## Exercise instructions
In the tribunal decision below, on what date did enforcement officials encounter the claimant?
— start of Quoted passage —
The decision


Upper Tribunal
Appeal Number: UI-2021-001752
(Immigration and Asylum Chamber)
On appeal from PA/50510/2020


Heard at Field House
On 9 August 2022
Extempore decision

Decision & Reasons Promulgated

On the 25 October 2022





MRK (Bangladesh)

For the Appellant: Mr T Melvin, Senior Home Office Presenting Officer
For the Respondent: Mr R Spurling, Counsel instructed by Hunter Stone Law

1. This is an appeal by the Secretary of State against a decision of First-tier Tribunal Judge Cameron (“the judge”) promulgated on 12 July 2021. The judge allowed an appeal by the appellant before the First-tier Tribunal against the refusal of his asylum and humanitarian protection claim dated 22 June 2020.
2. In this judgment I will refer to the appellant before the First-tier Tribunal, who is the respondent to these proceedings, as “the claimant”.
Factual background
3. The claimant is a citizen of Bangladesh born in January 1982. He arrived in the United Kingdom with leave as a student in 2011, which was renewed in the that capacity until 10 January 2014. In an application for an extension of his leave during that period, the claimant relied on a Test of English for International Communication (“TOEIC”) certificate in respect of an English speaking and writing test he claimed to have attended and completed at the London College of Media and Technology on 22 August 2012.
4. At the expiry of his leave in January 2014, the claimant did not leave the United Kingdom, and was encountered by enforcement officials on 1 November 2019. On 11 December 2019, he claimed asylum. That claim was refused on 22 June 2020, and it was that refusal decision that was under appeal before the judge.
— end of Quoted passage —
— start of Dataset entries —
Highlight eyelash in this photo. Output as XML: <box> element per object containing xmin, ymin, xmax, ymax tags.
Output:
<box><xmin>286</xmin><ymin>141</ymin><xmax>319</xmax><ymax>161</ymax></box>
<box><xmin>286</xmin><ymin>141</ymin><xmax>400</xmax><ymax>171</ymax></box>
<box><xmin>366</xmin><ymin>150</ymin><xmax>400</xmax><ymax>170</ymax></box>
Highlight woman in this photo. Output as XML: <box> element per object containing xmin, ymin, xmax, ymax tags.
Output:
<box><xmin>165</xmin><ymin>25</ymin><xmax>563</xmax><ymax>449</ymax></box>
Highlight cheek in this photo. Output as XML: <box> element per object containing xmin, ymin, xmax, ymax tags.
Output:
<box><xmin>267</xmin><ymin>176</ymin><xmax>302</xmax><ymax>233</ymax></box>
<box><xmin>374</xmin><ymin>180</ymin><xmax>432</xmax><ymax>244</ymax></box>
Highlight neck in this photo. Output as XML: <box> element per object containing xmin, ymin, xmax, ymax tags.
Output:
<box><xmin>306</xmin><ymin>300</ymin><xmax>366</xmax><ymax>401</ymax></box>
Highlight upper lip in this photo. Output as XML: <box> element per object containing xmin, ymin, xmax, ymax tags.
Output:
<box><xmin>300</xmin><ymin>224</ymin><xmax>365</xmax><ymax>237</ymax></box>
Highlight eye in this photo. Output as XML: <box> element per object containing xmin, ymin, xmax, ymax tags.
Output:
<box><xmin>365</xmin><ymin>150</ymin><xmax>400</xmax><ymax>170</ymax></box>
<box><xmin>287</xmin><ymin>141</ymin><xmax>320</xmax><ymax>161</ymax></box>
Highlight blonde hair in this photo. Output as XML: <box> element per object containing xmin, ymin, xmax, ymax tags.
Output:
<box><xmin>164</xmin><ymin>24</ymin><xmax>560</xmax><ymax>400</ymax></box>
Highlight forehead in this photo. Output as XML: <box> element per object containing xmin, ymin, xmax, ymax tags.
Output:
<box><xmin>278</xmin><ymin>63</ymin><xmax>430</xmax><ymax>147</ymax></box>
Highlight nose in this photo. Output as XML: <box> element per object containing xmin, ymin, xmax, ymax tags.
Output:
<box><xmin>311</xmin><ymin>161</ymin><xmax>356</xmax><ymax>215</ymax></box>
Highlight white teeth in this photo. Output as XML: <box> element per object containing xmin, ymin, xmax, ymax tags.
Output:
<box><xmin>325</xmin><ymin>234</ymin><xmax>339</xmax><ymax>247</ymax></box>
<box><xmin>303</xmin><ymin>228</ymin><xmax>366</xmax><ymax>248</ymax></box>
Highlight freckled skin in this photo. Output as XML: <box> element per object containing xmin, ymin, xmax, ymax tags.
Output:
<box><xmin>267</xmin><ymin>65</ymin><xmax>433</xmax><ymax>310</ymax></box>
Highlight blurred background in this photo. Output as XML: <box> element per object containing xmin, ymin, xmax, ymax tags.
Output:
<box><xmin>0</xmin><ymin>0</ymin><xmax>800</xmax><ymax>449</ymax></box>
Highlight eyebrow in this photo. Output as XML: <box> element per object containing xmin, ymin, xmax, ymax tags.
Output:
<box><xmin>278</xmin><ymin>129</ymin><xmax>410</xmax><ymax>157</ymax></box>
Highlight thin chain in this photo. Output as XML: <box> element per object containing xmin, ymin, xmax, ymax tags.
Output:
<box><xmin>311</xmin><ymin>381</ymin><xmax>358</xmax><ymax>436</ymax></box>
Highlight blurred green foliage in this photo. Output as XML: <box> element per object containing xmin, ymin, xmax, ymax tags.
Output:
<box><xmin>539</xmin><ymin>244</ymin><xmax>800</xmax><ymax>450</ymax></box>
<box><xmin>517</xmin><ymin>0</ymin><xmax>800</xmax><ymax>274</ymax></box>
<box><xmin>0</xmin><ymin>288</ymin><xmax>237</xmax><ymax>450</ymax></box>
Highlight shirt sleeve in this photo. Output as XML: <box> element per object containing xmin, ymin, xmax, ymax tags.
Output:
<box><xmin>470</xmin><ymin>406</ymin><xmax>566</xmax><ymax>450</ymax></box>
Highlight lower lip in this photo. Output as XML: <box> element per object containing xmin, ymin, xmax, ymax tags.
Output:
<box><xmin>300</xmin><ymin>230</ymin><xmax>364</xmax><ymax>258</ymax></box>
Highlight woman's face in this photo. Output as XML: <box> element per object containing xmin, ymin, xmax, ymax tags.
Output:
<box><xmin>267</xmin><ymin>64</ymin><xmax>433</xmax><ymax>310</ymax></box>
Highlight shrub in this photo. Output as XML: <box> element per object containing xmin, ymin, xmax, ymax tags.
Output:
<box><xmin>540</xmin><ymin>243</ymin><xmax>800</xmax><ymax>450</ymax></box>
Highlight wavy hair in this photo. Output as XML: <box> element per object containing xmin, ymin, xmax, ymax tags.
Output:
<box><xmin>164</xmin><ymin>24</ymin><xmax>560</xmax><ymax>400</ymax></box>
— end of Dataset entries —
## Answer to this problem
1 November 2019